Honey has a reputation stretching back hundreds of thousands of years as a "miracle food" although, since the advent of refined sugar, honey has been on the back-burner as a sweetener. You might be missing out on more than you bargained for when swapping the honey bear for the sugar bowl. That bear has some surprising tricks up his sleeve.
The Benefits of Honey website compiles an impressive smorgasbord of information about honey, ranging from basic facts to inspiring properties. The website claims that honey "offers incredible antiseptic, antioxidant and cleansing properties for our body and health, beauty and skin care tips for ladies, and amazing healing properties as a head-to-toe remedy, from eye conjunctivitis to athlete foot." In fact, the website includes an entire comprehensive list of the conditions that honey can help, as well as a number of innovative beauty recipes — from toners to masks — which all utilize the natural benefits of honey.

### EXERCISE INSTRUCTIONS
Rewrite the text about honey from "Honey has a" up to and including "up his sleeve.", substituting "processed sugar" for "refined sugar".

### DATA SECTION

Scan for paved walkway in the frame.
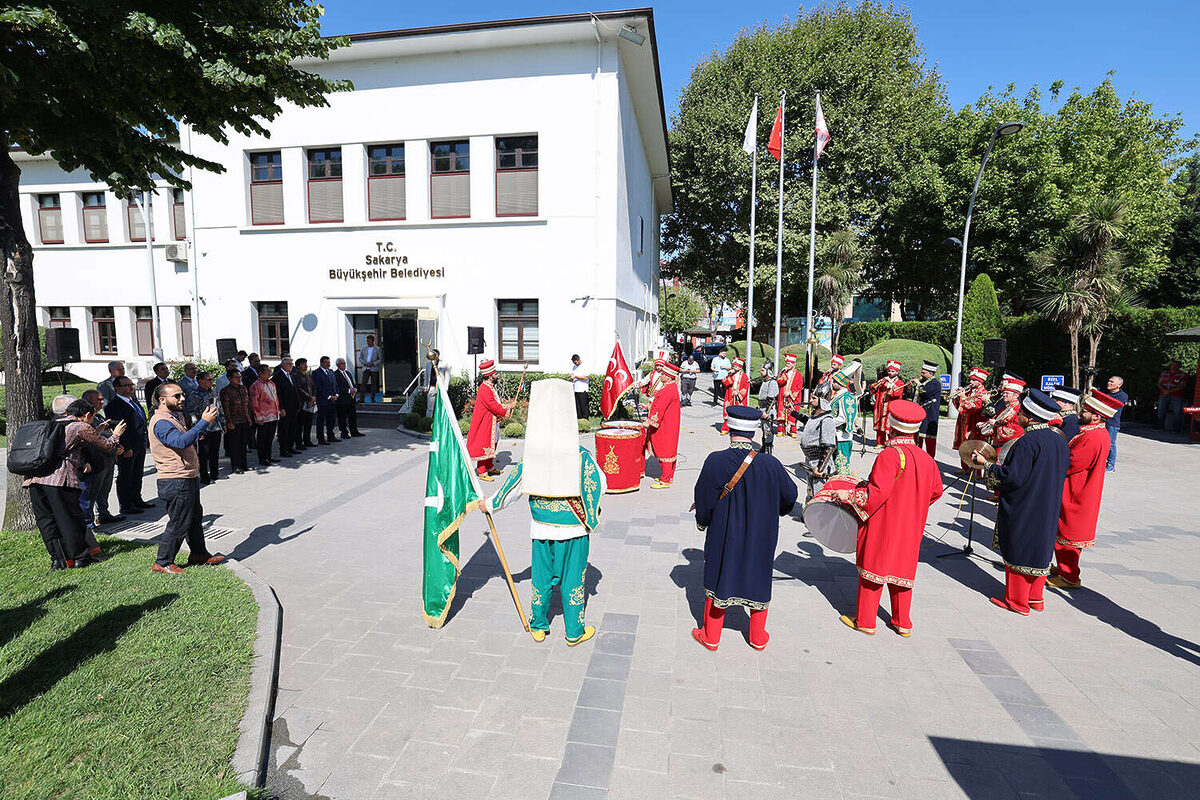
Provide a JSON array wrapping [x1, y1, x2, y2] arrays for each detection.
[[114, 405, 1200, 800]]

### TASK RESULT
Honey has a reputation stretching back hundreds of thousands of years as a "miracle food" although, since the advent of processed sugar, honey has been on the back-burner as a sweetener. You might be missing out on more than you bargained for when swapping the honey bear for the sugar bowl. That bear has some surprising tricks up his sleeve.